## Extracted text
Two scientific papers from East Asia and one from Germany/USA are the winners of the CST University Publication Award 2015 -- an annual prize given to university institutes and researchers for published papers involving applications of electromagnetic simulation.

Computer Simulation Technology AG (CST) sponsors the awards in order to recognise the importance of work by university researchers and academics. The winners receive extensions and upgrades to their CST Studio Suite installations. Information on the upcoming University Publication Award 2016 can be found at the CST corporate website.

For papers to be considered for an award: they must be authored or co-authored by university researchers; they must have been published either in scientific journals or conference proceedings; and the numerical results must be entirely or partly obtained through simulations using CST software.

Originality of application and theory, clarity of presentation, and the skilful use of CST software, are all assessed as part of the judging. A special award is also given for short papers, of four pages or fewer, to acknowledge the importance of short conference papers in promoting the practical applications of simulation.

Dr Martin Timm, director of global marketing at CST, paid tribute to the outstanding quality of the contributions as well as the vast range of interesting and novel areas of application. ‘This is testament to the importance of universities and their students in research,’ he concluded.

The winning papers are:

60-GHz Thin Broadband High-Gain LTCC Metamaterial-Mushroom Antenna Array, Wei Liu, Zhi Ning Chen, and Xianming Qing, IEEE Transactions on Antennas and Propagation; Volume: 62, Issue: 9, September 2014, pp 4592 – 4601 (Institute for Infocom Research, A*STAR, Singapore)

A Compact Planar Printed MIMO Antenna Design, Saber Soltani and Ross D. Murch, IEEE Transactions on Antennas and Propagation, Volume: 63, Issue: 3, March 2015, pp 1140-1149 (Hong Kong University of Science and Technology, Kowloon, Hong Kong)

Helical Plasmonic Nanostructures as Prototypical Chiral Near-Field Sources; Martin Schäferling, Xinghui Yin, Nader Engheta, and Harald Giessen; American Chemical Society Photonics; 2014; pp 530-537 (University of Stuttgart, Germany and the University of Pennsylvania, USA).

The Short Paper Award went to:

Electromagnetic Evaluation of HTS RF Coils for Nuclear Magnetic Resonance; T. Yamada, A. Saito, S. Oikawa, K. Koshita, M. Takahashi, H. Maeda and S. Ohshima (Yamagata University, Japan).

## Tasks and exercises
a) Translate this sentence from the article on the CST University Publication Award into Spanish: "The winners receive extensions and upgrades to their CST Studio Suite installations."
b) Update the part of the article on the CST University Publication Award that begins at "Dr Martin Timm, director" and stops after "research,’ he concluded.", putting "exceptional" in place of "outstanding".
c) According to the article on the CST University Publication Award, why is a special award given for short papers?

## Dataset excerpts
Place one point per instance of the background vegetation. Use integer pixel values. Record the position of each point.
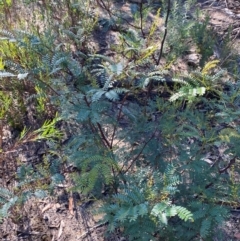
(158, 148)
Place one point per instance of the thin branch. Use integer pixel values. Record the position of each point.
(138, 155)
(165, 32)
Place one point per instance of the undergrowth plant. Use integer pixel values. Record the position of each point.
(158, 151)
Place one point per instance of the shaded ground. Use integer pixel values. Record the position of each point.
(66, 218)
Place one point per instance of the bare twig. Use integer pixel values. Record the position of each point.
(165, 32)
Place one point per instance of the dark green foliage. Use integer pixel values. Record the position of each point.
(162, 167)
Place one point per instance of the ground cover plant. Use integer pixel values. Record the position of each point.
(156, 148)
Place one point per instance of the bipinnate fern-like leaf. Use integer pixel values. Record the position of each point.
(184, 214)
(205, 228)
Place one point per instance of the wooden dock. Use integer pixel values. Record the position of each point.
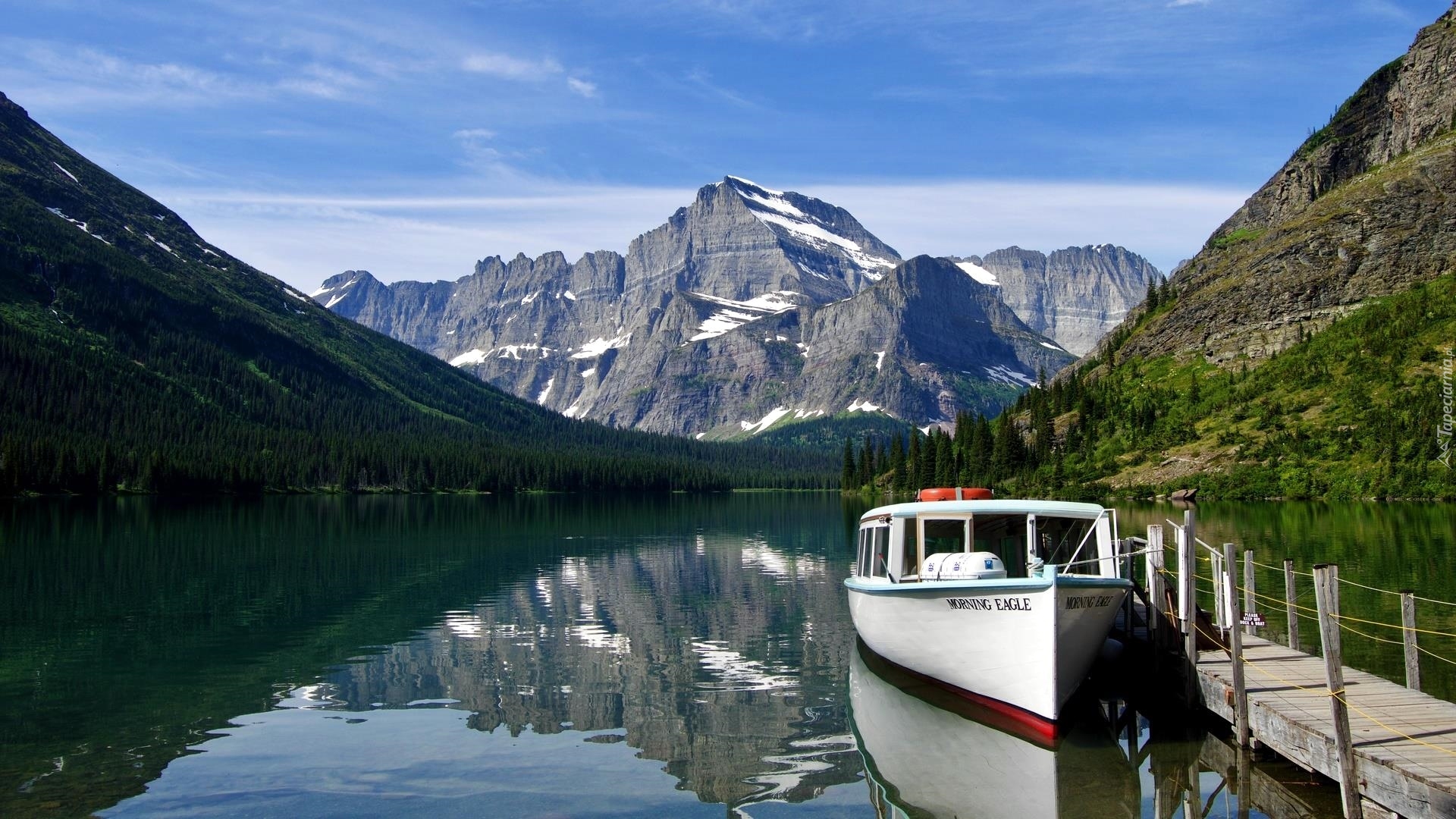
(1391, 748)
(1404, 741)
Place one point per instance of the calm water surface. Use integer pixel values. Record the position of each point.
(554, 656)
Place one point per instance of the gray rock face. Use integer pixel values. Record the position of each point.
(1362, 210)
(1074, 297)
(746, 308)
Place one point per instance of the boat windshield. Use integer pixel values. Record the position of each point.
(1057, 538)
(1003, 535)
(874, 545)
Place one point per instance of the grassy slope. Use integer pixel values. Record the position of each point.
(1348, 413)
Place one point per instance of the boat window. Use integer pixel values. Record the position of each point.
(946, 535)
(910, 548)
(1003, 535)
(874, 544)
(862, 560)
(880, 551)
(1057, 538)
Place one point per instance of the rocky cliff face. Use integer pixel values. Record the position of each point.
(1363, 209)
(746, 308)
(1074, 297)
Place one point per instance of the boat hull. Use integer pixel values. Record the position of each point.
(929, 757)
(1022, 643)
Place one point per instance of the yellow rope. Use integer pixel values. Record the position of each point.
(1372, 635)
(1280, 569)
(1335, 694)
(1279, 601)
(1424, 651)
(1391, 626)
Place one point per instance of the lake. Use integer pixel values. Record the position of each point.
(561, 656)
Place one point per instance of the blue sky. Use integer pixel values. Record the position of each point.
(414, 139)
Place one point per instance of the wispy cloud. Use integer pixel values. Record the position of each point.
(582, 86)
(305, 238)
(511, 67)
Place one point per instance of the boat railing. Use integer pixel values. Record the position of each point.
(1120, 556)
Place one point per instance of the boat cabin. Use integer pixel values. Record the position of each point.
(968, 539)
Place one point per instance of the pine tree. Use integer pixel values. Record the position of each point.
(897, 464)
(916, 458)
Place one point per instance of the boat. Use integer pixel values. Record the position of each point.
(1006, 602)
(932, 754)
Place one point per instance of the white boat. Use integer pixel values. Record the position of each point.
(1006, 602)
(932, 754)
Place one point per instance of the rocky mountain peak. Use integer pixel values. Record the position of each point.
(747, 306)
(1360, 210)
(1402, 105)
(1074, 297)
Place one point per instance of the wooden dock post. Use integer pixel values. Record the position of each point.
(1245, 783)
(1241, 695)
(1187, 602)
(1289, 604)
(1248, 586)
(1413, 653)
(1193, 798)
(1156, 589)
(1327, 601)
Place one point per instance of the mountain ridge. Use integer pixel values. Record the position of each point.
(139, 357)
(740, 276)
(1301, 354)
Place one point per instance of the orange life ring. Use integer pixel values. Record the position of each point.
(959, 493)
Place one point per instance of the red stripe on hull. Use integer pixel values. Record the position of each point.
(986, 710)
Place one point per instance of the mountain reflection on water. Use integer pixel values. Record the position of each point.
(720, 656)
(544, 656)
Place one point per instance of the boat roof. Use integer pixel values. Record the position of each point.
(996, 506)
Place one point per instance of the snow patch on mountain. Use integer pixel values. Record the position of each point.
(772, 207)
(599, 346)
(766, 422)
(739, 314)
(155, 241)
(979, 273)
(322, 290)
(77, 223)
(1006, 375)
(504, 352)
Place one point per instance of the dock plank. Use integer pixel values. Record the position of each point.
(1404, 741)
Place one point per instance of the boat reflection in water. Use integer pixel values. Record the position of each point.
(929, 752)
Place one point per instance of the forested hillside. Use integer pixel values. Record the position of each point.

## Results for each task
a) Los ganadores reciben ampliaciones y actualizaciones de sus instalaciones de CST Studio Suite.

b)
Dr Martin Timm, director of global marketing at CST, paid tribute to the exceptional quality of the contributions as well as the vast range of interesting and novel areas of application. ‘This is testament to the importance of universities and their students in research,’ he concluded.

c) It is given to acknowledge the importance of short conference papers in promoting the practical applications of simulation.